### Assignment
An exact reproduction of the entries is needed. Keep all pictures out of it.

### Source records
________________________________________

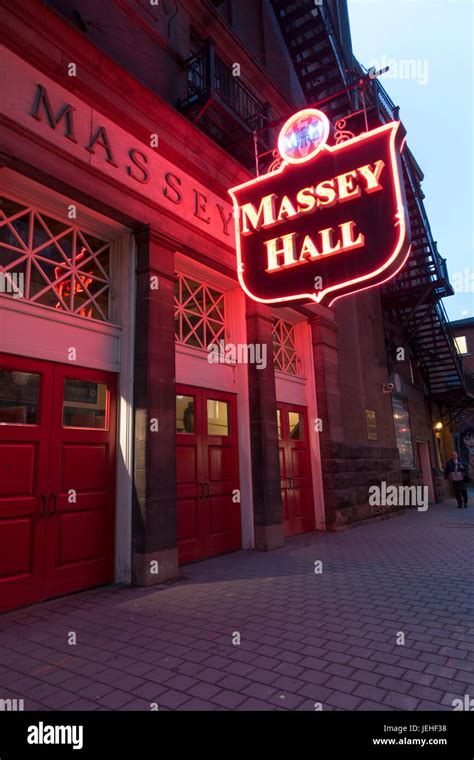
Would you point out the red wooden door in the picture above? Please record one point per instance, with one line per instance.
(25, 412)
(295, 470)
(207, 474)
(57, 467)
(80, 535)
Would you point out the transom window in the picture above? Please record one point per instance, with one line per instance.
(199, 313)
(284, 347)
(48, 262)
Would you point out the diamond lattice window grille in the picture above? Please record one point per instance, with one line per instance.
(60, 266)
(199, 313)
(284, 347)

________________________________________

### Output below
Would you point out the red wooden door in the picture above? Please record one point per instance, with one line per instance.
(25, 412)
(295, 470)
(207, 474)
(57, 467)
(80, 535)
Would you point out the transom window in the picture above? Please record one point per instance, with one line per instance.
(199, 313)
(284, 347)
(48, 262)
Would you point out the diamond lattice window grille in the picture above? Please record one point per instance, with one line per instance.
(60, 266)
(199, 313)
(284, 347)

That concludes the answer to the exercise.